_Document passage_:

____

Skip to main content

Corgi Browser

Project description

CorgiBrowser: Scalable Web Crawling Framework

CorgiBrowser is an open-source Python framework focused at simplifying the process of web crawling and scraping. Built with scalability, efficiency, and ethical data collection in mind, it is designed for researchers, developers, and analysts who require robust data acquisition capabilities.

Documentation

readthedocs.org/projects/corgibrowser/

Table of Contents

Introduction

CorgiBrowser started from the need for a scalable solution that addresses the challenges of modern web crawling and scraping. With the internet's exponential data growth, existing frameworks often fall short in scalability and customizability. CorgiBrowser, is an all tools included framework that focus on ethical data practices, presents a pioneering approach to distributed crawling and data management.

Key Features

  • Scalability: Supports large-scale data collection with a microservices architecture, enabling horizontal scaling on cloud platforms.
  • Distributed Crawling: Offers configurable crawlers with priority settings for tailored crawling strategies.
  • Use of Custom Scraping Templates: Facilitates the integration of custom templates for precise data extraction.
  • Ethical Crawling: Complies with robots.txt standards and employs throttling to minimize the impact on web resources.
  • Cloud Integration: Works with cloud storage solutions for efficient data management and scalability.

____

_Job_:
Can you carry the CorgiBrowser project page further, picking up right after its final feature line about cloud integration? None of these items is needed.

Some records:
____

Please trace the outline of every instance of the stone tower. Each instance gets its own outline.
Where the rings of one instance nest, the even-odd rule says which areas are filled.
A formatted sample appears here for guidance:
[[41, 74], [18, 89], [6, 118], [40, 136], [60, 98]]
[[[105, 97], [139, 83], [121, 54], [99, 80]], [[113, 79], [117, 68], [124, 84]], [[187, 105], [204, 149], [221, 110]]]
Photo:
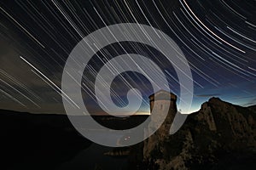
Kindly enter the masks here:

____

_Output of the task_:
Depencencies

Getting Started

To install CorgiBrowser, run the following command:

pip install corgibrowser

To initialize a Crawler instance:

import os
from dotenv import load_dotenv
from corgibrowser.corgi_cloud_integration.cloud_integration import CloudIntegration
from corgibrowser.corgi_datasets.DataSetsManager import DataSetsManager
from corgibrowser.corgi_settings.SettingsManager import SettingsManager
from corgibrowser.corgi_crawler.crawler import *

# Load Settings Manager
settings_manager = SettingsManager()
load_dotenv()
settings_manager.CLOUD["AZURE_STORAGE_ACCOUNT_NAME"] = os.getenv("AZURE_STORAGE_ACCOUNT_NAME")
settings_manager.CLOUD["AZURE_STORAGE_ACCOUNT_KEY"] = os.getenv("AZURE_STORAGE_ACCOUNT_KEY")

# Set Up cloud
CloudIntegration(settings_manager = settings_manager)
cloud_integration = CloudIntegration( settings_manager = settings_manager )
cloud_integration.initialize()

# Add Initial URLs
for url in DataSetsManager.load_usa_newspaper_urls():
    cloud_integration.add_url_to_queue(url)

# Crawl
crawler = WebCrawler(cloud_integration = cloud_integration, settings_manager=settings_manager )
crawler.initialize()
crawler.start()

To initialize a Scraper instance:

import os
from dotenv import load_dotenv
from corgibrowser.corgi_cloud_integration.cloud_integration import CloudIntegration
from corgibrowser.corgi_settings.SettingsManager import SettingsManager
from corgibrowser.corgi_webscraping.scraper import Scraper

# Load Settings Manager
settings_manager = SettingsManager()
load_dotenv()
settings_manager.CLOUD["AZURE_STORAGE_ACCOUNT_NAME"] = os.getenv("AZURE_STORAGE_ACCOUNT_NAME")
settings_manager.CLOUD["AZURE_STORAGE_ACCOUNT_KEY"] = os.getenv("AZURE_STORAGE_ACCOUNT_KEY")

# Set Up cloud
CloudIntegration(settings_manager = settings_manager)
cloud_integration = CloudIntegration( settings_manager = settings_manager )
cloud_integration.initialize()

# Scrape
scraper = Scraper(cloud_integration = cloud_integration, settings_manager=settings_manager )
scraper.initialize()
scraper.start()

Demos

Link to demo applications and tutorials.

Background

Developed for Jose Enriquez's Master's Thesis in Computer Engineering, CorgiBrowser aims to democratize access to web data through ethical and efficient crawling. CorgiBrowser objective is to represent a significant step in merging web crawling, cloud technologies, and data analysis. This integration enhances scalability, efficiency, and the ability to perform comprehensive data processing, establishing a new benchmark in data collection technologies.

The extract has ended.